OBJECTIVE 1: Reproduce the text of the Ludwigia repens thread between "## roadmaster (Nov" and "process is repeated.", inclusive.

# Question about topping Ludwigia repens



## thedood (May 30, 2015)

I'm curious as well. I lopped off the tops of mine and replanted them next to the others..


----------



## roadmaster (Nov 5, 2009)

I have some growing that when it reaches the surface and begin's to bend back down/across,I trim off the tops maybe six inches down, and remove the bottom portion to do whatever with ,and replant the top's and the process is repeated.
I perform largish water change after I pull up any plant's from the substrate and pull em out gently.
Large increase in organic matter from substrate into water column when uprooting plant's, can give sudden rise to algae bloom IME


----------



## fli1979.fl (Sep 16, 2015)

With mine I just trim top and replant helps to fill out bottoms just keep growing 

Sent from my SM-G900F


----------



## Daisy Mae (Jun 21, 2015)

The tops are the nicest parts. 

If you have enough total stems I would cut it all the way to the bottom (leave the buried part in if you don't mind). Then trim off the tops and replant. I prefer irregular heights for the replanted stems. Then as it grows out I just trim down whatever is too tall, leaving the rest of the clump un-trimmed. 

Works great when there's not too many stems to trim.

I try not to pull out stems when I can help it. The portion left buried eventually degrades anyway.


----------



## essabee (Oct 7, 2006)

Cut the ludwigia off leaving 2 nodes above the substrate. It will regrow.

SUPPLIED ENTRIES:

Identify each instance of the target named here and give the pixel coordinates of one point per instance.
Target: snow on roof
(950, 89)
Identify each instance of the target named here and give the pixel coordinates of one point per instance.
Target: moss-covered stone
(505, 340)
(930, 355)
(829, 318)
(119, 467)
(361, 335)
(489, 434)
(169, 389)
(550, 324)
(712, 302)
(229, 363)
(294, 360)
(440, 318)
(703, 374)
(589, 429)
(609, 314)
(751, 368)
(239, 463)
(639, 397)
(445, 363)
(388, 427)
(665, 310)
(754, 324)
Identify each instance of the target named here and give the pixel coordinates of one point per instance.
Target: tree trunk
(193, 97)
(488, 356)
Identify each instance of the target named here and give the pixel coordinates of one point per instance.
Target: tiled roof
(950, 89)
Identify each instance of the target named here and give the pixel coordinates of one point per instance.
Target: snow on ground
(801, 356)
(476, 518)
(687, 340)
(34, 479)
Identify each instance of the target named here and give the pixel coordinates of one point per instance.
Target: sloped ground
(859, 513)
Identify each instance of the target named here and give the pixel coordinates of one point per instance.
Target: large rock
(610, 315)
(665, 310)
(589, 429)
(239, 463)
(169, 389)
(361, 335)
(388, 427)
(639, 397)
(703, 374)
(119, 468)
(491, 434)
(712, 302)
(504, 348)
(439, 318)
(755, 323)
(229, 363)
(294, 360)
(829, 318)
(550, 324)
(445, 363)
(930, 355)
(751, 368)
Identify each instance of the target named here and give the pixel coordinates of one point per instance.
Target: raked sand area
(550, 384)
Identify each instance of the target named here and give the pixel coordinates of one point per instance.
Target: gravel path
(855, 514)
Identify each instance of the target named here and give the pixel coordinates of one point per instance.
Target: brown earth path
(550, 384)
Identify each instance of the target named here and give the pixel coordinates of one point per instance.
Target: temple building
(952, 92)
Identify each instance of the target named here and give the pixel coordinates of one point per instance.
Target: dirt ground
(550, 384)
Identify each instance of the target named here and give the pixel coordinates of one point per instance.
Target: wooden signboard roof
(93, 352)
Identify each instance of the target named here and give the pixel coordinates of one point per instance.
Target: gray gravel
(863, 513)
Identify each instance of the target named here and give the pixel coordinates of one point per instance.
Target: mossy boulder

OBJECTIVE 2: Pull out every row that contains the string "path", matching case exactly.

OUTPUT 1:
## roadmaster (Nov 5, 2009)

I have some growing that when it reaches the surface and begin's to bend back down/across,I trim off the tops maybe six inches down, and remove the bottom portion to do whatever with ,and replant the top's and the process is repeated.

OUTPUT 2:
Target: gravel path
Target: brown earth path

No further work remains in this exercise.